Entries supplied:
******

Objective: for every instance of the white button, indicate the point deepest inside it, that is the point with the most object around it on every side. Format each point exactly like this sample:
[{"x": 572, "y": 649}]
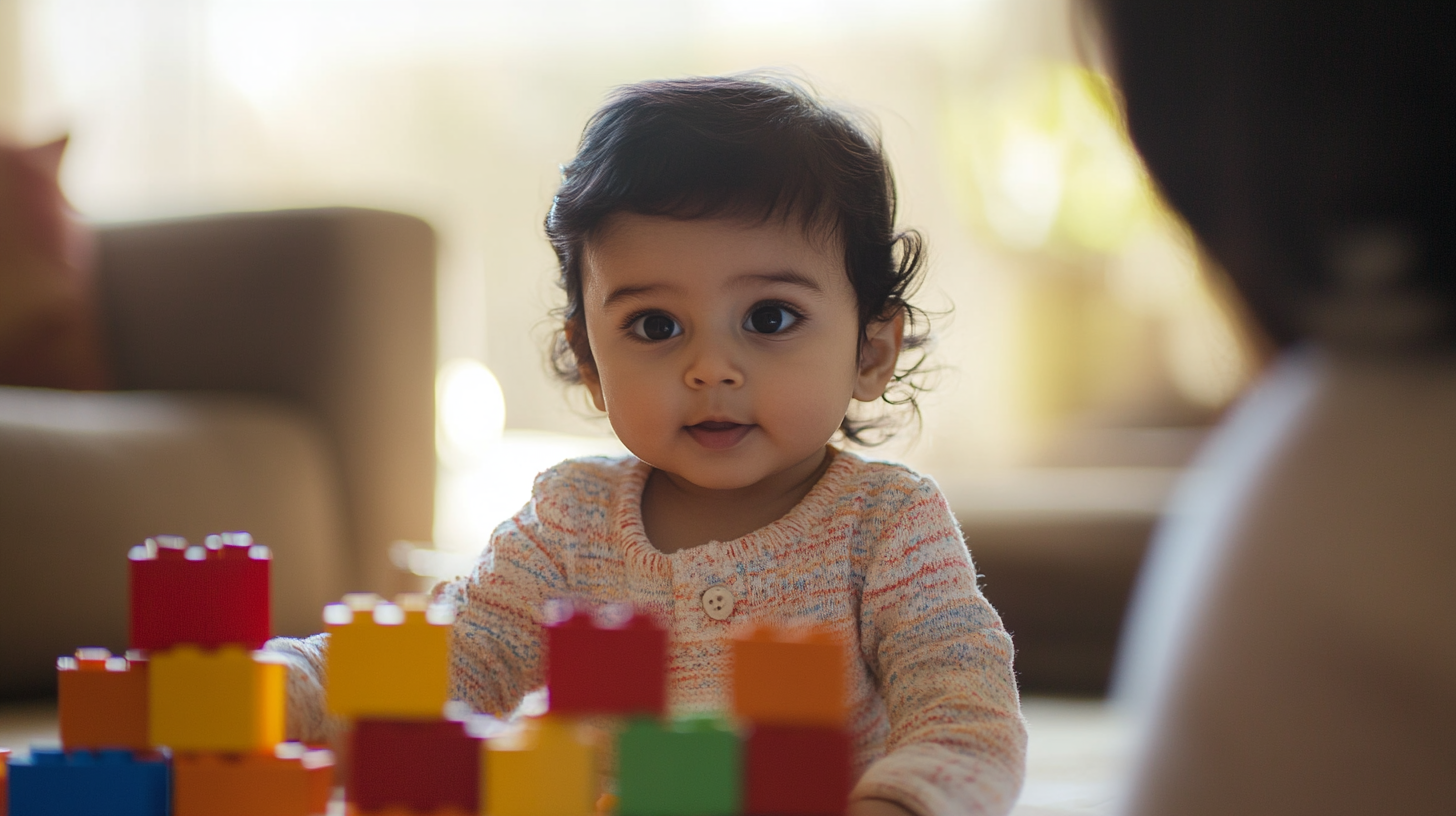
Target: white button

******

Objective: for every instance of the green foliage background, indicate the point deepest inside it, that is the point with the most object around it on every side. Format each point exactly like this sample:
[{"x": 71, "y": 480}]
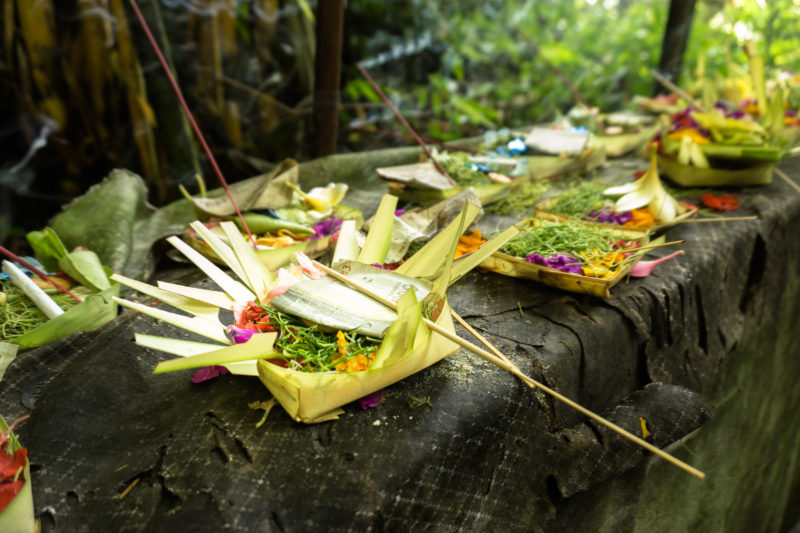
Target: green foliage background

******

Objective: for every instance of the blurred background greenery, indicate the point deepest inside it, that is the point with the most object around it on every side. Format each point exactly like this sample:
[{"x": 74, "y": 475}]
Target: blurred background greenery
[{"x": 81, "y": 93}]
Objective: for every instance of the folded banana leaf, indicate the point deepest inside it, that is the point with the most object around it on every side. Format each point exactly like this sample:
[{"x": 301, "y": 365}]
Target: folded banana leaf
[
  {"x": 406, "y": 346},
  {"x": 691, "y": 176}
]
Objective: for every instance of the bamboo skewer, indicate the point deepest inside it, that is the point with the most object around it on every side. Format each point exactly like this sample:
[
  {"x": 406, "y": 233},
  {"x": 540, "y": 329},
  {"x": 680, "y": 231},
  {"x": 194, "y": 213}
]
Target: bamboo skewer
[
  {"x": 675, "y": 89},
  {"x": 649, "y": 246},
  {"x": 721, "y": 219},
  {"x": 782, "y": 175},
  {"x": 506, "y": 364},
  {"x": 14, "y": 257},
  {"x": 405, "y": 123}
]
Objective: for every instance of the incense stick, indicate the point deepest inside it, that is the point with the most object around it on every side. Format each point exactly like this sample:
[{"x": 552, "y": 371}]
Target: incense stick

******

Goal of the exercise: Replace "instance" with "occurrence" in the rows, starting at the line that has "Objective: for every instance of the folded" and stopping after the line that has "Target: incense stick". Give back only those lines, with nothing else changed.

Task response:
Objective: for every occurrence of the folded banana leaf, indicate the point deepest inside it, that is the point with the most object around it on every side. Format each point exactly like this sample:
[{"x": 301, "y": 365}]
Target: folded banana leaf
[
  {"x": 406, "y": 346},
  {"x": 691, "y": 176}
]
Objective: for every occurrence of the bamboo skewer, indicate the point deepest inside it, that is the point with the most object around it on every side. Format each point exactly like this sample:
[
  {"x": 406, "y": 233},
  {"x": 540, "y": 329},
  {"x": 680, "y": 231},
  {"x": 194, "y": 213}
]
Target: bamboo skewer
[
  {"x": 675, "y": 89},
  {"x": 649, "y": 246},
  {"x": 721, "y": 219},
  {"x": 782, "y": 175},
  {"x": 506, "y": 364},
  {"x": 14, "y": 257},
  {"x": 405, "y": 123}
]
Objective: for every occurrence of the incense stick, indicate the point deepest inside it, that is the point with the most object around it on every side. Format each point exactly like this sample:
[{"x": 552, "y": 371}]
Target: incense stick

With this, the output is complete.